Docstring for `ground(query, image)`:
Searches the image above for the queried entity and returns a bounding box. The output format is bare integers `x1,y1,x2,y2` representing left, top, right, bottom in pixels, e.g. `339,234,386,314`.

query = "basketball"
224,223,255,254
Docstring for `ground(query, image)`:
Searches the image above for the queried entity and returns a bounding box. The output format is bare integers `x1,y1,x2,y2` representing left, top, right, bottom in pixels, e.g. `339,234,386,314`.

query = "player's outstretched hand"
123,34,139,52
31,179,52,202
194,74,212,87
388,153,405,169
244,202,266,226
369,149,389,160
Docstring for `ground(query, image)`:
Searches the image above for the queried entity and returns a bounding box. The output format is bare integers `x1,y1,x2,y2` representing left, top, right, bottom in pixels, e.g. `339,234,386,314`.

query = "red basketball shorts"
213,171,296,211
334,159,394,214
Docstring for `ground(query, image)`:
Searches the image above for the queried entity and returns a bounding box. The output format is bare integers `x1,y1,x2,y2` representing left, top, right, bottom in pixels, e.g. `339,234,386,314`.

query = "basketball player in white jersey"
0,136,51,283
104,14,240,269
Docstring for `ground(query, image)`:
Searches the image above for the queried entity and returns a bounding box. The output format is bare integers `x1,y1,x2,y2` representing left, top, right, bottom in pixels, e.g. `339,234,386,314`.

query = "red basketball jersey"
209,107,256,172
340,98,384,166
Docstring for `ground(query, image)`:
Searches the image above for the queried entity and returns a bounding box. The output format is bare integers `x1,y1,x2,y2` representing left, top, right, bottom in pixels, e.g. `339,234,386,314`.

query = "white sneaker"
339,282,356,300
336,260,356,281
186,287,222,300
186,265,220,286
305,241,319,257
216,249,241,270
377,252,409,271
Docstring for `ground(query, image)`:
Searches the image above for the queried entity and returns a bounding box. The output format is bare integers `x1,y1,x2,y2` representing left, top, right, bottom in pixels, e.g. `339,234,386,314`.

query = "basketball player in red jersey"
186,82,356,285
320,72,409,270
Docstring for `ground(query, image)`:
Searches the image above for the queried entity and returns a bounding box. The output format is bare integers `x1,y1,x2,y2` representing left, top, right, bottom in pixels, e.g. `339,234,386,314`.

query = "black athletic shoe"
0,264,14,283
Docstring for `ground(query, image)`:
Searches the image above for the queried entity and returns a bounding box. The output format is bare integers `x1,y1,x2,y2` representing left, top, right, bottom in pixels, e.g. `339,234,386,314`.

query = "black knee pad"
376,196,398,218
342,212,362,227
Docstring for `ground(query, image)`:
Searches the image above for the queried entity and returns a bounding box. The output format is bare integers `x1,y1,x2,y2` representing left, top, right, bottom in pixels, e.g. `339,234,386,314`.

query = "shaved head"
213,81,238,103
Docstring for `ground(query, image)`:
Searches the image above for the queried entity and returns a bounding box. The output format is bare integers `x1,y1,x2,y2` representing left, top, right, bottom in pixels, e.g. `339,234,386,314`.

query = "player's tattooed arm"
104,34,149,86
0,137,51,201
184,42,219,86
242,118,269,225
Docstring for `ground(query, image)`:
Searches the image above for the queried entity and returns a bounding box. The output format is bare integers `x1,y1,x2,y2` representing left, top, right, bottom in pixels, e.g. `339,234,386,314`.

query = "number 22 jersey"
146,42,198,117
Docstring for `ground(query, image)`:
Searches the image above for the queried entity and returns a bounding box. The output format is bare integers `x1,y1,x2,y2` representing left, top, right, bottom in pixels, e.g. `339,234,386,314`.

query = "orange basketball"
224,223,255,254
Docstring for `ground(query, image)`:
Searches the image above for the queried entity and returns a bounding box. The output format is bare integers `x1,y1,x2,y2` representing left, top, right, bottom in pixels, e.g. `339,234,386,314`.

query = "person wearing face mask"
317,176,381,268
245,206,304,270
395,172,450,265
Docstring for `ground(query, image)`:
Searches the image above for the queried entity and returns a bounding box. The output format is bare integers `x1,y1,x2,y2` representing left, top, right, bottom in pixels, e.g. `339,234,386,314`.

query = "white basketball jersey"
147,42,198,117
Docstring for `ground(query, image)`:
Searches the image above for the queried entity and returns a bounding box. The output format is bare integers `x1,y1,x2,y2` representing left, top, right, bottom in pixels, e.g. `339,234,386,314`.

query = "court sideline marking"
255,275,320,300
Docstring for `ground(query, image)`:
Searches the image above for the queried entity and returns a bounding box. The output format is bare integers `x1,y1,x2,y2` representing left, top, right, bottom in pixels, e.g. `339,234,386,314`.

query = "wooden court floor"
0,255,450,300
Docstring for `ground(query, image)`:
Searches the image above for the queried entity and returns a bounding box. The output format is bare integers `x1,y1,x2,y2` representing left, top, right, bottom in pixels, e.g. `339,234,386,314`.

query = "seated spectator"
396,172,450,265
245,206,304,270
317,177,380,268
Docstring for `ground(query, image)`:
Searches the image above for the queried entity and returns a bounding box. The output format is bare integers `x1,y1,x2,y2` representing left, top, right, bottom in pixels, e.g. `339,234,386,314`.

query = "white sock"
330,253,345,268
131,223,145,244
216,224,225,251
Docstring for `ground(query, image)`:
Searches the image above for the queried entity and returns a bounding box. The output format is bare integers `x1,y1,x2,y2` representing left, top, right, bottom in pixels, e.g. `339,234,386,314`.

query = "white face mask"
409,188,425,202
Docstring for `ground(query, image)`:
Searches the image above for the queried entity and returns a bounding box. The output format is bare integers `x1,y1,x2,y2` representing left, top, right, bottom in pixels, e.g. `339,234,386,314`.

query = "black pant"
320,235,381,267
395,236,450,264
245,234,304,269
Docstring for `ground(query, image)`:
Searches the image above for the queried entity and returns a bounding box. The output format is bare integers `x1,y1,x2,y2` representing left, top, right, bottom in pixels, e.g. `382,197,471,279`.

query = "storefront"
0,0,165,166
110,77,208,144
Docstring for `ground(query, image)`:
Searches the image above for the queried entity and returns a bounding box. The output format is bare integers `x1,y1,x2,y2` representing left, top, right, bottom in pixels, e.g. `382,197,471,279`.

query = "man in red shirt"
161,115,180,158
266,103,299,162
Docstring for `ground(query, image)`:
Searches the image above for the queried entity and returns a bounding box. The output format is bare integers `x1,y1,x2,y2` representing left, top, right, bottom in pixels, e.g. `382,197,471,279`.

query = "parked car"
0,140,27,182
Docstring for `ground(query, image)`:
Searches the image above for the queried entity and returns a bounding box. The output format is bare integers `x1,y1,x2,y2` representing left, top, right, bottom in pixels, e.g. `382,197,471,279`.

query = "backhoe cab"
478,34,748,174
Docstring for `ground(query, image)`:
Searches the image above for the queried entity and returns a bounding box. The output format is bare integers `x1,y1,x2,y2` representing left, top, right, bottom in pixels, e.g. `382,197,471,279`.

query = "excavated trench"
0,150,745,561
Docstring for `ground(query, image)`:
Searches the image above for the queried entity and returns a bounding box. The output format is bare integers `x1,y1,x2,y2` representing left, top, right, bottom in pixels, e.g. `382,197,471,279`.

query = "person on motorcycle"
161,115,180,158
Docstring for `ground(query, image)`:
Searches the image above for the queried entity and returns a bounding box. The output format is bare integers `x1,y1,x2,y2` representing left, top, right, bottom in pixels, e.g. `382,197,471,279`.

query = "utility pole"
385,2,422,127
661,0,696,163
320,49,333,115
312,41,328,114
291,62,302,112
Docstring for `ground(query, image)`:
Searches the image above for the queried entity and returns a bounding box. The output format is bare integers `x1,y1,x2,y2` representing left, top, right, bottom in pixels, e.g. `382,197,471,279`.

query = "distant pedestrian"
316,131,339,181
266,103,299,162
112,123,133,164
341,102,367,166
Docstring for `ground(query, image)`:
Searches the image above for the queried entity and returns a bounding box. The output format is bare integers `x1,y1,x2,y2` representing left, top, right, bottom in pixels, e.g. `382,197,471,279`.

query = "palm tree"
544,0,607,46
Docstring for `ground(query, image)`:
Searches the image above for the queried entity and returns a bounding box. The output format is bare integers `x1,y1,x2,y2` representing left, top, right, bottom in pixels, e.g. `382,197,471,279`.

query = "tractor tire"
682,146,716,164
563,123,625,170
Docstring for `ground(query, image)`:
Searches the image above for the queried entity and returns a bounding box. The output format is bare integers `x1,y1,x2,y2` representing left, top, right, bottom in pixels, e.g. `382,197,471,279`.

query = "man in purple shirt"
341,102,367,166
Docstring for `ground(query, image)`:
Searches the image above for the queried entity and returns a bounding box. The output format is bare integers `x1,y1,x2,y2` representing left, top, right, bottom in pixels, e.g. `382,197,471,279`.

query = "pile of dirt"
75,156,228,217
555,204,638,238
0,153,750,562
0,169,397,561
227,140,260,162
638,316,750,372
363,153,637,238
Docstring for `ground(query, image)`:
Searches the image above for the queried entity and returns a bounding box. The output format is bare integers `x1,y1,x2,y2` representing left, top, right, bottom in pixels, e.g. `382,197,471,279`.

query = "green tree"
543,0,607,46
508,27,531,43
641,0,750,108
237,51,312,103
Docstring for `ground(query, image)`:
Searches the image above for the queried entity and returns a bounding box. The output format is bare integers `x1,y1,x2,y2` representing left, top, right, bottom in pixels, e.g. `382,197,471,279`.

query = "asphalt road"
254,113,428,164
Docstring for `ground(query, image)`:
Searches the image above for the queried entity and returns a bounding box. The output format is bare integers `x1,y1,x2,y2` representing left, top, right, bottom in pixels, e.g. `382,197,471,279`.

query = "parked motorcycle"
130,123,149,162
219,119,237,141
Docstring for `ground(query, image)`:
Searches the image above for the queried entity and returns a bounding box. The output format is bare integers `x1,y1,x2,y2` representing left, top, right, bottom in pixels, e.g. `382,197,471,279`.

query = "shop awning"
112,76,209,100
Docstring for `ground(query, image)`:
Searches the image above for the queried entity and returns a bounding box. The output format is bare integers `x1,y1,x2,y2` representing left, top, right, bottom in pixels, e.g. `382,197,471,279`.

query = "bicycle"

□ □ □ □

### [Written exercise]
How many lines in the entries above contain the string "mask"? Reply with the number alone.

### [Written response]
2